> Text
*** Block opens ***
The kinetics of allosteric enzymes make them well suited to controlling the rate of reactions. Unlike other enzymes where the plot of initial reaction rate v against substrate concentration [S] is hyperbolic, allosteric enzymes produce a sigmoidal plot (Figure 2). This is due to the mechanism of cooperativity in which binding with the first substrate molecule makes it easier for the enzyme to bind with further substrate molecules. Hence on the plot we see a slow start followed by a rapid rise (Figure 2 b). The advantage of these kinetics is that they are highly responsive to changes in substrate concentrations over very small ranges, i.e. those that will be found in vivo.

PFK’s responsiveness to substrate concentrations is further enhanced as it catalyses a rate-determining step in glycolysis [2]. At cellular concentrations the ratio of PFK’s substrate to product are very far from equilibrium. Whilst the enzyme will function at a steady rate if the substrate to product ration remains constant it must compensate for any change. If the substrate/product levels are near equilibrium there is little scope for this.
*** Block closes ***
> Work order
Copy word for word the part of the passage on allosteric enzyme kinetics between "PFK’s responsiveness to" and "scope for this.", inclusive.

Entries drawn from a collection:
*** Block opens ***
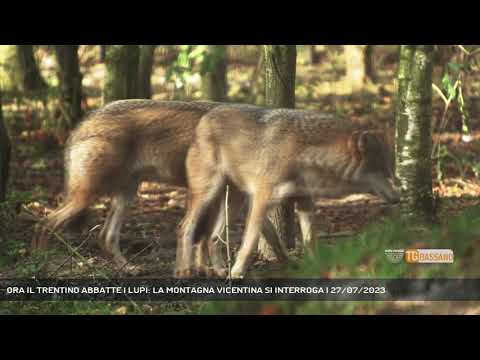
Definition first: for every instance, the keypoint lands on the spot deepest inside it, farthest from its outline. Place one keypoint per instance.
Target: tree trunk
(145, 68)
(70, 80)
(369, 65)
(32, 81)
(280, 72)
(257, 82)
(413, 131)
(5, 151)
(103, 53)
(122, 72)
(214, 77)
(314, 55)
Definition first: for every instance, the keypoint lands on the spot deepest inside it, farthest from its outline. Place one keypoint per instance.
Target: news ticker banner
(264, 289)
*** Block closes ***
> Response to the task
PFK’s responsiveness to substrate concentrations is further enhanced as it catalyses a rate-determining step in glycolysis [2]. At cellular concentrations the ratio of PFK’s substrate to product are very far from equilibrium. Whilst the enzyme will function at a steady rate if the substrate to product ration remains constant it must compensate for any change. If the substrate/product levels are near equilibrium there is little scope for this.